# START OF Records supplied
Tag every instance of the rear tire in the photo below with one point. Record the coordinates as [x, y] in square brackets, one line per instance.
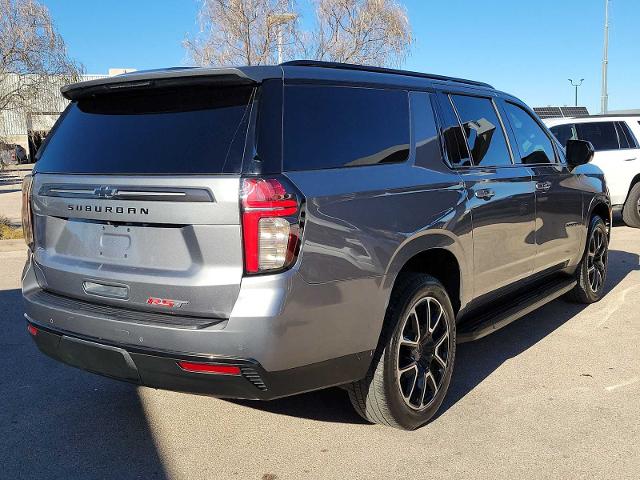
[631, 210]
[591, 273]
[412, 368]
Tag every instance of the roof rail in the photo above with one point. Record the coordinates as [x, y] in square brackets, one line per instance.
[367, 68]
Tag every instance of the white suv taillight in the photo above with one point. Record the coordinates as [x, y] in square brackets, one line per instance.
[27, 219]
[271, 226]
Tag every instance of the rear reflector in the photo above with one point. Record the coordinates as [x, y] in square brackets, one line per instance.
[209, 368]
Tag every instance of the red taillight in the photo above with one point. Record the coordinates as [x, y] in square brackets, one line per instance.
[270, 224]
[27, 218]
[209, 368]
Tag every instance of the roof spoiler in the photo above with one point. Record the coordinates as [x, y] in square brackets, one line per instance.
[179, 76]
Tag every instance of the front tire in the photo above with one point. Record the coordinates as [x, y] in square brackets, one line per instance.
[592, 270]
[631, 210]
[412, 368]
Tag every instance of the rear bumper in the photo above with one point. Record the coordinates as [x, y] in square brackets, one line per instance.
[161, 369]
[282, 347]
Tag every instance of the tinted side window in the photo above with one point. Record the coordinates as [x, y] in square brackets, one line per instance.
[332, 127]
[482, 128]
[622, 138]
[454, 141]
[533, 143]
[564, 133]
[426, 133]
[602, 135]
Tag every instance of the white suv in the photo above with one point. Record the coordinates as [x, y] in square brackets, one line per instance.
[615, 140]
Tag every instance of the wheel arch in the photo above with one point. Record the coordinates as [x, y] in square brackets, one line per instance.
[601, 207]
[634, 180]
[438, 254]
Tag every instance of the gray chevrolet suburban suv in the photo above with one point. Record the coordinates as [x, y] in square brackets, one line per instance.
[263, 231]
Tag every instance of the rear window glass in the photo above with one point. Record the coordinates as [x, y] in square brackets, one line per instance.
[195, 130]
[602, 135]
[333, 127]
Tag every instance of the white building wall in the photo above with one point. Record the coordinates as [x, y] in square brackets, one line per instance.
[16, 123]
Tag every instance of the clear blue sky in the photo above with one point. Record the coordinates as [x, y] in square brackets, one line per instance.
[526, 47]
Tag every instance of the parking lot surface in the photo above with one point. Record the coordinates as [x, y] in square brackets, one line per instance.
[554, 395]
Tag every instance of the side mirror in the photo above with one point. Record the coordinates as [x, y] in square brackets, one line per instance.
[578, 152]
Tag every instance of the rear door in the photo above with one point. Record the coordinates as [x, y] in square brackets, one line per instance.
[500, 194]
[136, 200]
[559, 209]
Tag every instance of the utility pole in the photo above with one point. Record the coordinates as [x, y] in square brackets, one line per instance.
[576, 85]
[604, 100]
[279, 20]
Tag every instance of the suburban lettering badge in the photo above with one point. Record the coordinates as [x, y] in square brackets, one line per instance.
[101, 209]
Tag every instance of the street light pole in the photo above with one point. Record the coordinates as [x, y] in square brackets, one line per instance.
[576, 85]
[604, 100]
[279, 20]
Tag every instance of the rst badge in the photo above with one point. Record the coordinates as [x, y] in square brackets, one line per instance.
[166, 302]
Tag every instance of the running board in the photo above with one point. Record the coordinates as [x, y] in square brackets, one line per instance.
[489, 322]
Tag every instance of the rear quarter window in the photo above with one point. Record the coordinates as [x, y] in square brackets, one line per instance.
[602, 135]
[332, 127]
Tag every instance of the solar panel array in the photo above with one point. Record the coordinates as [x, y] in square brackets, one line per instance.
[548, 112]
[559, 112]
[574, 111]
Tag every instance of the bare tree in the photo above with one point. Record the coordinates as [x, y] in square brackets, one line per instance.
[33, 55]
[374, 32]
[368, 32]
[241, 32]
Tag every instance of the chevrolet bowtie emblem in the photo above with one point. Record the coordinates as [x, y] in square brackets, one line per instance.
[105, 192]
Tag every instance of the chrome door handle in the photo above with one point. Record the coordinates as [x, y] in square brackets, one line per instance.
[543, 186]
[485, 193]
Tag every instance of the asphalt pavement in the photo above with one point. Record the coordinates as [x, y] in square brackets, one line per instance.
[554, 395]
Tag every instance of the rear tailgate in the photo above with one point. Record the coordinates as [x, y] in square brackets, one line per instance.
[136, 200]
[153, 247]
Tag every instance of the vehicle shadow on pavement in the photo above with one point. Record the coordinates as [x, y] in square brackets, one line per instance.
[328, 405]
[475, 361]
[59, 422]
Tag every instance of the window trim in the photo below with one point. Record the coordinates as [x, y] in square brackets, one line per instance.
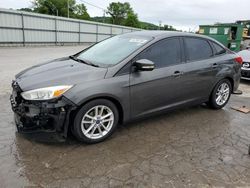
[186, 53]
[214, 50]
[182, 58]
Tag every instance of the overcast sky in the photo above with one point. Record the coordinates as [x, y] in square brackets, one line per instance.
[182, 14]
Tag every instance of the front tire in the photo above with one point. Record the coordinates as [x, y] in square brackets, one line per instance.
[220, 94]
[95, 121]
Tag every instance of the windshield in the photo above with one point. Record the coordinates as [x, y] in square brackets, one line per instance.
[113, 50]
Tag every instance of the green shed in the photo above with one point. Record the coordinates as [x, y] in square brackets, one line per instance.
[230, 35]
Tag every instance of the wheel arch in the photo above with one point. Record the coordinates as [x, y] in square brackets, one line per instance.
[113, 99]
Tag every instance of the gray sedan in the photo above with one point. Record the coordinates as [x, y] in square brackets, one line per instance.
[120, 79]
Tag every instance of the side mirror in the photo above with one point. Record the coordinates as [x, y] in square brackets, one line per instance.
[144, 65]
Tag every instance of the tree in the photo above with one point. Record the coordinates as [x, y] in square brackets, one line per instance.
[60, 8]
[119, 12]
[132, 20]
[80, 11]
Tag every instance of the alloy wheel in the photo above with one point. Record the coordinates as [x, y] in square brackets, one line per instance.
[97, 122]
[222, 94]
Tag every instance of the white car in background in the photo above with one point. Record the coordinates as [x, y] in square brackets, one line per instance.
[245, 69]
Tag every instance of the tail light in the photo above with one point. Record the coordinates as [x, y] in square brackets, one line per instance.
[238, 60]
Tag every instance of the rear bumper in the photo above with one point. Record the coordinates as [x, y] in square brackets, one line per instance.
[50, 117]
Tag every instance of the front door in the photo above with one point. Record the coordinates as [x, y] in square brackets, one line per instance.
[161, 88]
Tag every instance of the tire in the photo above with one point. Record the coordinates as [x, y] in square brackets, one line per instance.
[93, 126]
[223, 89]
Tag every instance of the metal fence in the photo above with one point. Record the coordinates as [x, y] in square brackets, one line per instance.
[23, 28]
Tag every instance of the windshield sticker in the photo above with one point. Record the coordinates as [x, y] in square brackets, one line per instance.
[138, 41]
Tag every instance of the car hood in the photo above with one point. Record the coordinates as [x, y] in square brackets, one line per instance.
[64, 71]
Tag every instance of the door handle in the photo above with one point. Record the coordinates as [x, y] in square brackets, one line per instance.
[215, 65]
[177, 74]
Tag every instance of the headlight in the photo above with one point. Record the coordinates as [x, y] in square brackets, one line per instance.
[45, 93]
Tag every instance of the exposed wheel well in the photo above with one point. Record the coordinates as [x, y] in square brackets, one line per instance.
[116, 103]
[231, 81]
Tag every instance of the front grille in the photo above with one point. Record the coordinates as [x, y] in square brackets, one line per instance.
[246, 65]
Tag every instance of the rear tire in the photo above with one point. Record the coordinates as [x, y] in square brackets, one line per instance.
[220, 94]
[95, 121]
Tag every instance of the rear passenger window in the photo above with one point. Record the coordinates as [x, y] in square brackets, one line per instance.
[218, 49]
[163, 53]
[197, 49]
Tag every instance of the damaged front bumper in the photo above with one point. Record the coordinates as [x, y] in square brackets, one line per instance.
[50, 116]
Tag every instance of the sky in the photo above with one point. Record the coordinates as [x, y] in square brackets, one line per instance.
[182, 14]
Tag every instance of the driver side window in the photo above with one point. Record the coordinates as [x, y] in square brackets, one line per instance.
[163, 53]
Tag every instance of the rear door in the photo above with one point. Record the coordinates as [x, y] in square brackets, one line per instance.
[200, 69]
[156, 90]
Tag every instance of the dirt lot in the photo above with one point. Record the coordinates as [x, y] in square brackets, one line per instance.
[192, 147]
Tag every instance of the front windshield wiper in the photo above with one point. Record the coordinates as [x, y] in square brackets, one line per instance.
[83, 61]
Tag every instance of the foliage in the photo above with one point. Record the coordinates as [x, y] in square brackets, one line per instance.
# END OF Records supplied
Repeat, word for word, every line from the line that contains "Tag every instance of the dirt" to the end of the entries; include both of those lines and no others.

Task answer:
Tag every instance of the dirt lot in the photo above with one point. Record the coordinates as [x, y] in square brackets, one line per instance.
[192, 147]
Tag every instance of the front windshield wiper in the photo above with one point. Record the coordinates as [x, y] in square brackets, one line per instance.
[83, 61]
Tag every instance of the foliage in the photo above with one point. Record the coordinates as [x, y] in square brackets, one line per instance.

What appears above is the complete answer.